Exercise objective >> Look below for the line containing "Note: mark the paved". Output it and each remaining line of the entries exactly, and nothing else.

Material to process >>
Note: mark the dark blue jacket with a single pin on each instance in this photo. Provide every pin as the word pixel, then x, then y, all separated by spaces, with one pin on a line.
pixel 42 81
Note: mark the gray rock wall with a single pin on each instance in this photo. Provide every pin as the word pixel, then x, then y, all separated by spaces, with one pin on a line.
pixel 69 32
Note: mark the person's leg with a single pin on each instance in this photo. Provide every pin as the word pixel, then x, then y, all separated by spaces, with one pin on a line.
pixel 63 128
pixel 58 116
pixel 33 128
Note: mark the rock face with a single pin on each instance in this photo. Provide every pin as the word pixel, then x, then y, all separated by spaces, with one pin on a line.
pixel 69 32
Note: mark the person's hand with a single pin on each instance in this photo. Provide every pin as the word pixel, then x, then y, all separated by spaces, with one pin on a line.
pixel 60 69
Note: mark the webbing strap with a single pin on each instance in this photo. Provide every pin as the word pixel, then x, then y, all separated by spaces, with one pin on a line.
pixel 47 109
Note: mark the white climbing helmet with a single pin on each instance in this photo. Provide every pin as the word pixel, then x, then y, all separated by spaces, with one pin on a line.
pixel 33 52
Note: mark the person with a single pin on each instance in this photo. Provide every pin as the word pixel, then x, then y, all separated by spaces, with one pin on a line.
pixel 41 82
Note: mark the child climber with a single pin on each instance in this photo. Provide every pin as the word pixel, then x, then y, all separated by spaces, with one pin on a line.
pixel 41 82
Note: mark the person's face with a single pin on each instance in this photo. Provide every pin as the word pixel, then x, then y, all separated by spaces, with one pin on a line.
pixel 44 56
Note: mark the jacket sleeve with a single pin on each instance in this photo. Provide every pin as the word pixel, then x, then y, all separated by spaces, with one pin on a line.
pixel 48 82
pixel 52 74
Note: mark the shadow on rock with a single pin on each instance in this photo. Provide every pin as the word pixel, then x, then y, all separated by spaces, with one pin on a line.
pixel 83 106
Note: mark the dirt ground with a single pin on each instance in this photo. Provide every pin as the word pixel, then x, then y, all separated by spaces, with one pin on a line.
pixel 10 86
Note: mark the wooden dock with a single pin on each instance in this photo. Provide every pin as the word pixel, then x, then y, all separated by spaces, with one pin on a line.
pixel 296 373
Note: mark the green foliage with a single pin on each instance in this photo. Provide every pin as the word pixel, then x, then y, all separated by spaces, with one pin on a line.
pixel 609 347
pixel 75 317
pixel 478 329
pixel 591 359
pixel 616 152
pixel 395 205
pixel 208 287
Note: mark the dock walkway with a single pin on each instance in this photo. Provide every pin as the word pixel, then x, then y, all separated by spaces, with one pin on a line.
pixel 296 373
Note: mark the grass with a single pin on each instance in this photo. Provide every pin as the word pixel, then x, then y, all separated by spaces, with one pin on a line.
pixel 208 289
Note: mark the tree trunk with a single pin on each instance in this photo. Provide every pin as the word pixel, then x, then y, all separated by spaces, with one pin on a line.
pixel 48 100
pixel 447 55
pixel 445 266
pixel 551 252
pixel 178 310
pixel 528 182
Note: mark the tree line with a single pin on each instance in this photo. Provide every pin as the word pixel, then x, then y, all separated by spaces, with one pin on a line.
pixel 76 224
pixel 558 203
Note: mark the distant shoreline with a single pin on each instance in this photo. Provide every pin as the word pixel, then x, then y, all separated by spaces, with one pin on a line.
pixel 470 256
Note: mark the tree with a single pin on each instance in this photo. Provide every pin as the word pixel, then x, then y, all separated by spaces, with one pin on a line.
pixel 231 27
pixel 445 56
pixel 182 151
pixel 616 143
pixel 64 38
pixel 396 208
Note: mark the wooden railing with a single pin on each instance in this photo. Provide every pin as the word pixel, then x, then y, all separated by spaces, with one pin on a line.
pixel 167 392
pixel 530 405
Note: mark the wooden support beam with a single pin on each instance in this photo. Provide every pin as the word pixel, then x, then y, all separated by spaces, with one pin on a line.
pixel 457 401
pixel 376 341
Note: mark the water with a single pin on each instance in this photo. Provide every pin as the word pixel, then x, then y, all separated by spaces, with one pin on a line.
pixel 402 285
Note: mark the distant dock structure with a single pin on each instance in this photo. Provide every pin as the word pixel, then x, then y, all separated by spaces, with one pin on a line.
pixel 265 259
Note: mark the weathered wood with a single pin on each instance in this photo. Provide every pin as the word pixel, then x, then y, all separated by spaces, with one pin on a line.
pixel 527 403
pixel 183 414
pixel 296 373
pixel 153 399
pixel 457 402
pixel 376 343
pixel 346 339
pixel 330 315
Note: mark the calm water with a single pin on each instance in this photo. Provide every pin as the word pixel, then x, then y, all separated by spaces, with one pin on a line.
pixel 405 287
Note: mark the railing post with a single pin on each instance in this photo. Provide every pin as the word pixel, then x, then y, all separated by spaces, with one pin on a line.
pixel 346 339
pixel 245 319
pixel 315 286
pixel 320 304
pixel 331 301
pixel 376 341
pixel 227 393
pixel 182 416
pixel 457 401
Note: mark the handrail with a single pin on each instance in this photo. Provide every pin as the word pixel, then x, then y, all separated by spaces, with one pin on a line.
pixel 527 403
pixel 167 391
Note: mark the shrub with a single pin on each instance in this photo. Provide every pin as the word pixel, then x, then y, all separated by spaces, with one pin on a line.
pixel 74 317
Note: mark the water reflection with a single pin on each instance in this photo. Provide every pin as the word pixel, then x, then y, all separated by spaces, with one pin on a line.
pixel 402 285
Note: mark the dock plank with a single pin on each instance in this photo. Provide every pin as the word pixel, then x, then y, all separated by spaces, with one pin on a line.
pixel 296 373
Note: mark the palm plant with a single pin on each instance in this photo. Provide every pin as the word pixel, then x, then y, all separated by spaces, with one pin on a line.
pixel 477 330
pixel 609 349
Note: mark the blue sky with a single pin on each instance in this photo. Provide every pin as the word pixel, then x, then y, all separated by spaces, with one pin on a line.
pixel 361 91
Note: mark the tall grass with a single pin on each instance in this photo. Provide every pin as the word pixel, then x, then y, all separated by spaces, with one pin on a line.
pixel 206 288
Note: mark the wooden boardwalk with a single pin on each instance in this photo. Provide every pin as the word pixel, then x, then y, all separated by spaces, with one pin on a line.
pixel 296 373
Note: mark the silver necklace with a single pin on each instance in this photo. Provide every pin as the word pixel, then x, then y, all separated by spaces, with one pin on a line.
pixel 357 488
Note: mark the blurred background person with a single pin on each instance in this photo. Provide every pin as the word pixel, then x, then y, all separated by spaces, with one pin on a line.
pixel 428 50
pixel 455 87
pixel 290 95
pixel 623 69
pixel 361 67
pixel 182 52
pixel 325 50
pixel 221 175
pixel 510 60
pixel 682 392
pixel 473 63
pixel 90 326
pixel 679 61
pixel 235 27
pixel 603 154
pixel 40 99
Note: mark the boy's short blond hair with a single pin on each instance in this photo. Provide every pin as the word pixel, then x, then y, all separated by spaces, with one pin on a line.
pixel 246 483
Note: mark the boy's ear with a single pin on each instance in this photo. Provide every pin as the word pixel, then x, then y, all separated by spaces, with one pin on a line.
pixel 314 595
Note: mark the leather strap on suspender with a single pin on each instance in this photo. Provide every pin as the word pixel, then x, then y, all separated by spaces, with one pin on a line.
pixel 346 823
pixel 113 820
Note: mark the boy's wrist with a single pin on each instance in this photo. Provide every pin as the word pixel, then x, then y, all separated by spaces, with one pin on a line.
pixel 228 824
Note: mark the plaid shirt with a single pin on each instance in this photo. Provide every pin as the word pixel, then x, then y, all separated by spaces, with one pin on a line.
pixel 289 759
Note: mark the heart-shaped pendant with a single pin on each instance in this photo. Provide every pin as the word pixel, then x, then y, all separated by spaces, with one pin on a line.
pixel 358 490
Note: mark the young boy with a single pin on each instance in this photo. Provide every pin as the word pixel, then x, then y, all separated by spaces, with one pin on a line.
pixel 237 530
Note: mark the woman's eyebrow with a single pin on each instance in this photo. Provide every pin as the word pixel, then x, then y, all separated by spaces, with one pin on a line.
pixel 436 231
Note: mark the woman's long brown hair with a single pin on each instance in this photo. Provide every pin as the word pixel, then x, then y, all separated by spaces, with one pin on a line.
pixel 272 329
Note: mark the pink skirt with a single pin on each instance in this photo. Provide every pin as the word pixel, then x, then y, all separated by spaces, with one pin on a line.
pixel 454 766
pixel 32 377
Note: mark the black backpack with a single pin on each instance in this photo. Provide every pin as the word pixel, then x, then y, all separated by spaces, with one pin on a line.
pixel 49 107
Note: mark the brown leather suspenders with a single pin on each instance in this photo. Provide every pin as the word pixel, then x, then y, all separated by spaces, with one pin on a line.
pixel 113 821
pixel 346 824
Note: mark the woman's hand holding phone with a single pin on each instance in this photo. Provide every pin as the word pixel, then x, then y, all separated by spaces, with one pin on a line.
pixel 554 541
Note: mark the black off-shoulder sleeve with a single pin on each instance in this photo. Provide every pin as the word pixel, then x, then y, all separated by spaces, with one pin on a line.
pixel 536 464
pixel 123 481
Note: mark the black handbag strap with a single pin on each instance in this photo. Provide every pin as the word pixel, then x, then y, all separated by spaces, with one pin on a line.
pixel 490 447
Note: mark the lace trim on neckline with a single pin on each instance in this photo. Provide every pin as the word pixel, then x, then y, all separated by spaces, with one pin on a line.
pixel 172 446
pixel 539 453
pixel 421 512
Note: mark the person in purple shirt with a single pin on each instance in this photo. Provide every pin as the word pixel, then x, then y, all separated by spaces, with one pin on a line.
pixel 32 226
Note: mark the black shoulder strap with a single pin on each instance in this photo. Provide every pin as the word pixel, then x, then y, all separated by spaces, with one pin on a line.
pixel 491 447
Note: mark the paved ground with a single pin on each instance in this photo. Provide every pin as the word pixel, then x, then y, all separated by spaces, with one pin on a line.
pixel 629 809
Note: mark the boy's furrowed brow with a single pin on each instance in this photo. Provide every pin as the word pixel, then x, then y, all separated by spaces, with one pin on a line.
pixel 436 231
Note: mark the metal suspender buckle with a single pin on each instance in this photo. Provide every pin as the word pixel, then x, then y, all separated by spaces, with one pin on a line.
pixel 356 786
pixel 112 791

Answer to the problem >>
Note: mark the paved ground with a single pin on each instance in this photo. Provide every pin as the word pixel, then x, then y, all separated by spaces, with one pin on a line.
pixel 629 809
Note: mark the boy's furrowed brow with a single pin on each instance in this photo. Provide every pin as the word pixel, then x, then y, all separated by spaces, with one pin on a line.
pixel 436 231
Note: mark the metal suspender buckle with a single pin on each instance in this photo. Provide every pin as the word pixel, then x, then y, all separated by spaces, with one pin on a line.
pixel 356 786
pixel 112 791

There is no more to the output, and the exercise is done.